• **EXERCISE**: Only the lines below between the one holding "[locate] trophy lid" and the one holding "Target: trophy lid", inclusive, are to be reproduced word for word; the pictures are to be left out.

━━━━━ INPUT DATA

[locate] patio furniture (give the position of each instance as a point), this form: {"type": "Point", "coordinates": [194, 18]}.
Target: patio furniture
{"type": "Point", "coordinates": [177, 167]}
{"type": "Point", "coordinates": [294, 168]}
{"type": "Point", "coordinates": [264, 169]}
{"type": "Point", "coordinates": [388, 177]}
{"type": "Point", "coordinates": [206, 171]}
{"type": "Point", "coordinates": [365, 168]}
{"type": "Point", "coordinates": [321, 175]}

━━━━━━━━━━
━━━━━ INPUT DATA

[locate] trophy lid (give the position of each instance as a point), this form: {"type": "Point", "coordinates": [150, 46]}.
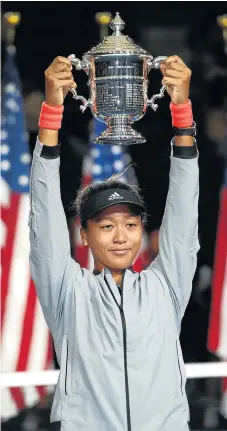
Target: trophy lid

━━━━━━━━━━
━━━━━ INPUT DATA

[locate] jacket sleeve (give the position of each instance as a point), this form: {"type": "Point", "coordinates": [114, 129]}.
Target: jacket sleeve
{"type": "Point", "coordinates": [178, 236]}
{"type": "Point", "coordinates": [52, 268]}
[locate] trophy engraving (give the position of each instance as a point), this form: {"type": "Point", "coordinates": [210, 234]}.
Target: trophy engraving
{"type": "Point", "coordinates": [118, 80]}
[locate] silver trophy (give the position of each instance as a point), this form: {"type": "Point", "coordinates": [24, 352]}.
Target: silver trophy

━━━━━━━━━━

• **ANSWER BOX**:
[locate] trophy lid (give the position of each instance as a point), this form: {"type": "Point", "coordinates": [150, 46]}.
Target: trophy lid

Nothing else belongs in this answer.